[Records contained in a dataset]
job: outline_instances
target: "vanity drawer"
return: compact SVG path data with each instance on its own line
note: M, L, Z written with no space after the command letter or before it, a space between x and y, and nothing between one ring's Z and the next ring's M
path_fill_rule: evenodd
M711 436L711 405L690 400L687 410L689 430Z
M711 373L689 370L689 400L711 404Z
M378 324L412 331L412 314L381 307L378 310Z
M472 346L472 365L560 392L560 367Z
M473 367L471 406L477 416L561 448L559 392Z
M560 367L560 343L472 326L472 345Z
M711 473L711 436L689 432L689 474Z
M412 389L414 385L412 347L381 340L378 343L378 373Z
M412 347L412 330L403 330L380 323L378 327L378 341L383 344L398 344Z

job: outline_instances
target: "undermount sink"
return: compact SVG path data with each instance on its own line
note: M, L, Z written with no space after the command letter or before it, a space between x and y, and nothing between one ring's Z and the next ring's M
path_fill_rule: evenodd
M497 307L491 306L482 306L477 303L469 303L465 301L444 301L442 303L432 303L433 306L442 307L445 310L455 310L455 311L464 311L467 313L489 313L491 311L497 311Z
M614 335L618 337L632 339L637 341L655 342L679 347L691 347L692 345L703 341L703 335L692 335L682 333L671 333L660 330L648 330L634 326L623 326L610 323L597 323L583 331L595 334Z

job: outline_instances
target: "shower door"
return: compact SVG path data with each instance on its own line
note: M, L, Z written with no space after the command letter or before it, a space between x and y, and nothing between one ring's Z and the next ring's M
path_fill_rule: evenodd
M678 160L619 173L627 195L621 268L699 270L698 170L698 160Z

* **What is asked**: Rewrite the stretch from the start of the records through the line containing "M412 347L412 330L403", swapping "vanity drawer" for "bathroom drawer" and leaving everything else unchanged.

* **Solution**:
job: outline_instances
target: "bathroom drawer"
return: compact SVG path data with each instance on its own line
note: M, L, Z written with no space after the command letter or before it, a space between x and y, and nothing between one ring's Z and the next ring's M
path_fill_rule: evenodd
M711 436L711 405L690 400L687 410L689 430Z
M711 373L689 370L689 400L711 404Z
M378 324L412 331L412 314L381 307L378 310Z
M472 346L472 365L560 392L560 367Z
M473 367L471 406L477 416L561 448L559 392Z
M560 367L560 343L472 326L472 345Z
M711 473L711 436L689 432L689 474Z
M412 389L414 385L412 347L381 340L378 343L378 373Z
M412 347L412 330L403 330L380 323L378 327L378 341L383 344L398 344Z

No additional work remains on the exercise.